やること |
A – ワイヤシールに関する抜粋の内容と次の記述(i)〜(iii)が合っているかを判定し、それぞれ「はい」か「いいえ」で答えよ。答えには、決め手となる抜粋の語句を正確に引用して添えること。(i) 管状物は、最大内径が20mm以上でなければならない。(ii) インラインスプライスは、最も一般的なスプライス構成の一つとされている。(iii) どの種類のスプライスでも、ワイヤの絶縁被覆を除去する。
B – ワイヤシールに関する抜粋のうち、「ワイヤシール用製品及びワイヤシール方法」から「本発明は、ワイヤをシール(封止)するための製品及び方法に関する。」までを一字も変えずに書き写せ。

抜粋 |
^^^^^^^^^^^^^^^^

説明

ワイヤシール用製品及びワイヤシール方法

【解決手段】ワイヤスプライスを形成するための熱収縮可能な管状物は、(i)熱収縮可能な外被材料と、(ii)チキソ性を有し熱流動可能な接着剤の内層とを具備する。この管状物は、15mm以下の最大内径及び100mm以下の最大長さの少なくともいずれか一方を有する。

【発明の詳細な説明】
【技術分野】
【0001】
本発明は、ワイヤをシール(封止)するための製品及び方法に関する。
【背景技術】
【0002】
自動車産業において、電気ハーネスにワイヤスプライスが広く使用されている。製品環境においてスプライスを封止する必要がある他の状況に適用可能であるが、本発明は上述の用途に特に利益がある。
【0003】
自動車産業において電気ハーネス内でスプライスされたワイヤを保護するために、寸法が回復可能なチューブを使用することが多い。最も一般的なスプライス構成の一つに「インラインスプライス」がある。インラインスプライスにおいて、スプライスされる各ワイヤは、裸の導電性ワイヤを露出するために、例えば一端又は1箇所以上の他の場所でワイヤの絶縁被覆が除去される。次に、結合されるワイヤは、必要に応じて露出した裸ワイヤ全てが互いにほぼ平行且つ重なった状態で配置される。他の種類のスプライスには、絶縁被覆を除去しないものがある。

^^^^^^^^^^^^^^^^

データ記録 |

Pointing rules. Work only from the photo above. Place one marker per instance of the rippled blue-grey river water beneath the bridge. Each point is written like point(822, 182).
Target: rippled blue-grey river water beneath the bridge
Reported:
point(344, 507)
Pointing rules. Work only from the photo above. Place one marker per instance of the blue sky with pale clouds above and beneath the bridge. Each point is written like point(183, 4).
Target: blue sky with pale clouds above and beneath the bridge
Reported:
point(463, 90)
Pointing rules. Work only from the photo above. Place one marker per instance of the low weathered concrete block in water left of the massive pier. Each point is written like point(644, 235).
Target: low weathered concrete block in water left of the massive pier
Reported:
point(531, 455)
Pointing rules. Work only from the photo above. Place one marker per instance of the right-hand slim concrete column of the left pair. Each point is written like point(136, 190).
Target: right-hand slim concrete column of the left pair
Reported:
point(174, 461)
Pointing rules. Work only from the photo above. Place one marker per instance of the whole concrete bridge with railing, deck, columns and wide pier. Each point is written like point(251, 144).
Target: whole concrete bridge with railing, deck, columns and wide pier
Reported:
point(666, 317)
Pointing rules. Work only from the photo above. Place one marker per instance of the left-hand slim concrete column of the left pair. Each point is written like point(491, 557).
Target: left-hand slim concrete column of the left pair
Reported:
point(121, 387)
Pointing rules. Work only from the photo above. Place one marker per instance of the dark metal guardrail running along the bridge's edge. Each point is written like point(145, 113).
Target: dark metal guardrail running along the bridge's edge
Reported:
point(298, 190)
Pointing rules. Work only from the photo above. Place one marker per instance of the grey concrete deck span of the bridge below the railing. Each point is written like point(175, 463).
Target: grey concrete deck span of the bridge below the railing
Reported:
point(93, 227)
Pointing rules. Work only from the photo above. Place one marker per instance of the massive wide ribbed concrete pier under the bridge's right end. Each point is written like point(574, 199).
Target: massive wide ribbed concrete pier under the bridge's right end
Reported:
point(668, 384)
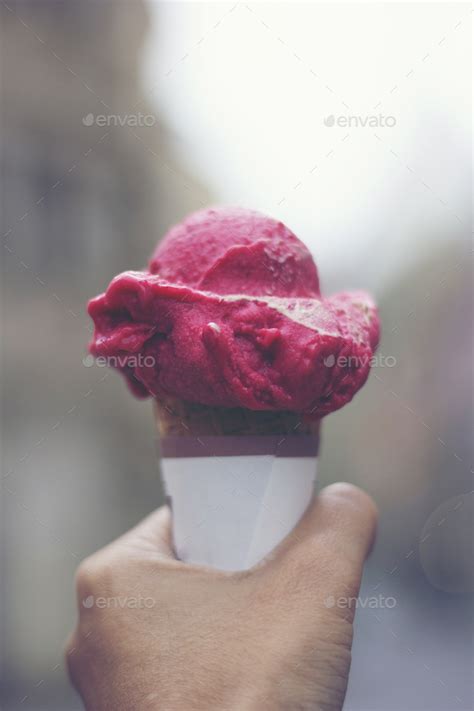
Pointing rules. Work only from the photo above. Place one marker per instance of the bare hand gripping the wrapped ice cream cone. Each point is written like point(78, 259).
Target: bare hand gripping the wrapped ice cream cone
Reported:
point(154, 633)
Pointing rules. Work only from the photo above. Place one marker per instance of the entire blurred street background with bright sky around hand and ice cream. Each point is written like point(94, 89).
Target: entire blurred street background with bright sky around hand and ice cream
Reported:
point(351, 123)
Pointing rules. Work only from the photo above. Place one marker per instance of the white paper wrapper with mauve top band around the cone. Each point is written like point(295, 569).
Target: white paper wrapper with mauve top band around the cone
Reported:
point(230, 511)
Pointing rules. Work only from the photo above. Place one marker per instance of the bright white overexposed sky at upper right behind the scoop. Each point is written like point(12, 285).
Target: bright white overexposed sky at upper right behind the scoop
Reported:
point(245, 90)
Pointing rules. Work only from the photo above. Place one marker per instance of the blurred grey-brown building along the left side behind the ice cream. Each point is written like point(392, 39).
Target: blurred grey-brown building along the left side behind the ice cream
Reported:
point(81, 202)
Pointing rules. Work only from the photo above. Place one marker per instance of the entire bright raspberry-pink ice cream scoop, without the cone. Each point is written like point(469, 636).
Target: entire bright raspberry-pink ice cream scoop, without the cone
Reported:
point(230, 314)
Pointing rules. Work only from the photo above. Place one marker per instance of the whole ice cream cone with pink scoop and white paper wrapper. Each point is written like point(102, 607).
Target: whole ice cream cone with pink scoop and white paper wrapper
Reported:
point(229, 311)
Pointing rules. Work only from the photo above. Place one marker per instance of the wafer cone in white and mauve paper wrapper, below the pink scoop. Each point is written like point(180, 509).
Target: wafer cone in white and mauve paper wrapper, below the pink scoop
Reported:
point(238, 480)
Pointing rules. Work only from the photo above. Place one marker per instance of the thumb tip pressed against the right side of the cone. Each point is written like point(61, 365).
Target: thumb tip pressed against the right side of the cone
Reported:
point(334, 537)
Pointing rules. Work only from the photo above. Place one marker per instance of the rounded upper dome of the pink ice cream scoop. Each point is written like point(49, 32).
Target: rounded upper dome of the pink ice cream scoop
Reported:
point(236, 251)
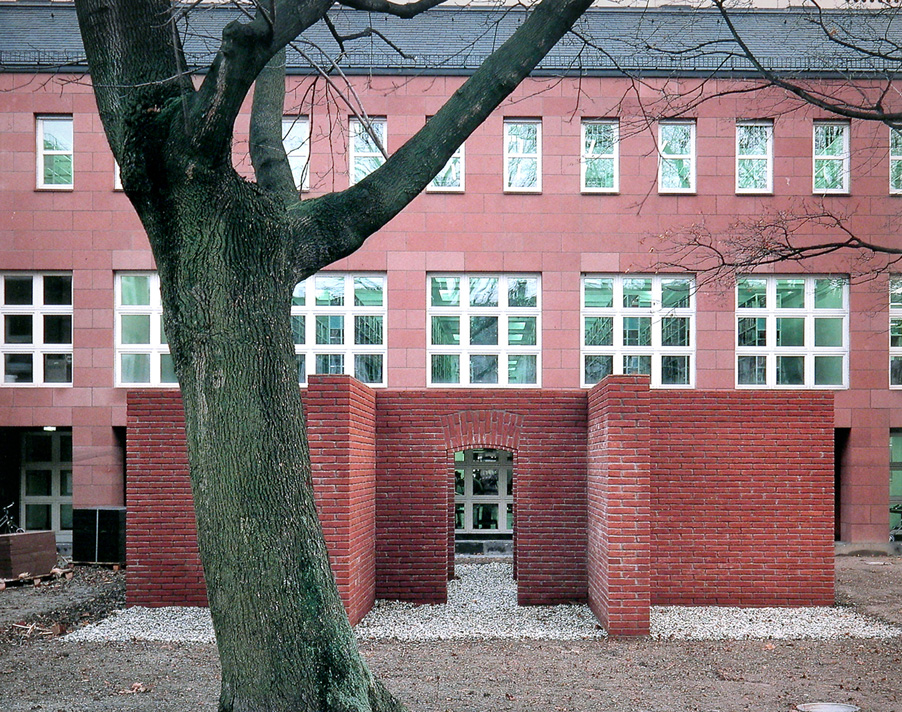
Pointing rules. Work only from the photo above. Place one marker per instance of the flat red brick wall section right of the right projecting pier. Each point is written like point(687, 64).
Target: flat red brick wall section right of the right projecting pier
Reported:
point(742, 498)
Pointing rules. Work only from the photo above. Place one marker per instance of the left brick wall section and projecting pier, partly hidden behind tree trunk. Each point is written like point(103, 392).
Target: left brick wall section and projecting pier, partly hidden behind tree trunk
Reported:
point(164, 566)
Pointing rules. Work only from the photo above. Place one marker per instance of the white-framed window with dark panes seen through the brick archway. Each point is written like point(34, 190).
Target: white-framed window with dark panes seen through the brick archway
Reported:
point(483, 491)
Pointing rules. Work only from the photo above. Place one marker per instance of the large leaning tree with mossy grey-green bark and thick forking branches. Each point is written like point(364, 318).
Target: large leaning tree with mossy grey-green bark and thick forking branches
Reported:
point(229, 252)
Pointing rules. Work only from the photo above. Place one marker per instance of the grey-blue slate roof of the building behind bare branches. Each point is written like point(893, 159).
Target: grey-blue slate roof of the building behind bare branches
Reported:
point(36, 34)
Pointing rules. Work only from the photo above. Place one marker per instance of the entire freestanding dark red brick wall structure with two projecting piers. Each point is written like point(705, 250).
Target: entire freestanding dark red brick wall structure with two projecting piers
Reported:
point(624, 496)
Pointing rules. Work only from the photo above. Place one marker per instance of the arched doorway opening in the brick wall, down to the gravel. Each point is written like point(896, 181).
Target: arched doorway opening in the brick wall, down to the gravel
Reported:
point(484, 501)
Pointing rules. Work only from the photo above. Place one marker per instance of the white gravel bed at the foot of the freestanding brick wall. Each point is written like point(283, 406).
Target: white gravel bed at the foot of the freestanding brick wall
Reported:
point(482, 603)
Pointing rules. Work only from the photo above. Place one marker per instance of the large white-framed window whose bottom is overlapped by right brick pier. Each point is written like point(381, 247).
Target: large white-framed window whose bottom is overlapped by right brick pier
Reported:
point(639, 324)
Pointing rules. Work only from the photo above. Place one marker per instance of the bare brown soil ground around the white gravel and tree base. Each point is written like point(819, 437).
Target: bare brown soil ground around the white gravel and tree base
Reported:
point(38, 672)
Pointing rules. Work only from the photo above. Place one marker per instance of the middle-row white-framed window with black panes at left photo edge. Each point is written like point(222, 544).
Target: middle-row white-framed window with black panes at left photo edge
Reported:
point(37, 328)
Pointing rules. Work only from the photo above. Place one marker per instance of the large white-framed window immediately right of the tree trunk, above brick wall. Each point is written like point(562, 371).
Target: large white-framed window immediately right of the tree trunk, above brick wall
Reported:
point(338, 325)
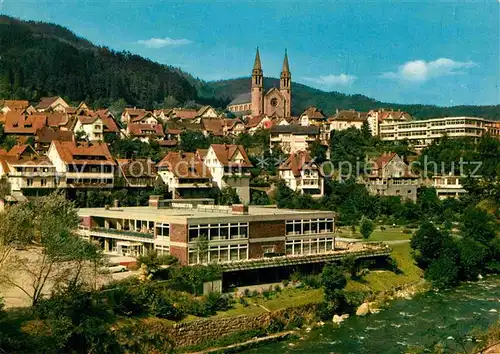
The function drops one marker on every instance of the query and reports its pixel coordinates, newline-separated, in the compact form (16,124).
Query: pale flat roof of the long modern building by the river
(204,214)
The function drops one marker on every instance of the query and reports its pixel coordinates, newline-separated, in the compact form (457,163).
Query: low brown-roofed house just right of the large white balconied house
(135,173)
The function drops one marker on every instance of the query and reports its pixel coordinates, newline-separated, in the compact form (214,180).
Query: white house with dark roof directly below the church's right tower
(293,138)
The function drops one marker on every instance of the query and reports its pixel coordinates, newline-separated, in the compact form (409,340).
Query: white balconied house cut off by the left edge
(28,173)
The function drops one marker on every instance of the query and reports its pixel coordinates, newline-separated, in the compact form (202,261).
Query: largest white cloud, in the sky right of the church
(421,70)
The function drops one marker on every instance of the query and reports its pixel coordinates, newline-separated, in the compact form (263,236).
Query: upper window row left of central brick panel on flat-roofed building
(216,232)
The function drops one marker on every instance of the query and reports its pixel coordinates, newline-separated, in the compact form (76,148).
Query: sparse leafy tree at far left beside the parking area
(57,255)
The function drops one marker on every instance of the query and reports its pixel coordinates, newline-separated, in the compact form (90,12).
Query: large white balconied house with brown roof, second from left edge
(84,165)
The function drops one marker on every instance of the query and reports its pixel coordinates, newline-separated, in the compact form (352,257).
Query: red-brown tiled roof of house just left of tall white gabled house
(184,165)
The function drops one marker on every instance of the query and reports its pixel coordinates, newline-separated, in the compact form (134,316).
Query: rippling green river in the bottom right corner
(445,317)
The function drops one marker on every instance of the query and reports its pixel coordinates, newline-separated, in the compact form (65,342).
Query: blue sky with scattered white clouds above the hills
(440,52)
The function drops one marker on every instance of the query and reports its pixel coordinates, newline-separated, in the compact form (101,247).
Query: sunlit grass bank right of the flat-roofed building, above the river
(384,280)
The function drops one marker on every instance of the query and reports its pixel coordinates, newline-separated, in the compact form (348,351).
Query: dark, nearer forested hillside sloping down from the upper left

^^^^^^^^^^^^^^^^

解答欄 |
A –
(i) いいえ。「15mm以下の最大内径及び100mm以下の最大長さの少なくともいずれか一方を有する」
(ii) はい。「最も一般的なスプライス構成の一つに「インラインスプライス」がある」
(iii) いいえ。「他の種類のスプライスには、絶縁被覆を除去しないものがある」

B –
ワイヤシール用製品及びワイヤシール方法

【解決手段】ワイヤスプライスを形成するための熱収縮可能な管状物は、(i)熱収縮可能な外被材料と、(ii)チキソ性を有し熱流動可能な接着剤の内層とを具備する。この管状物は、15mm以下の最大内径及び100mm以下の最大長さの少なくともいずれか一方を有する。

【発明の詳細な説明】
【技術分野】
【0001】
本発明は、ワイヤをシール(封止)するための製品及び方法に関する。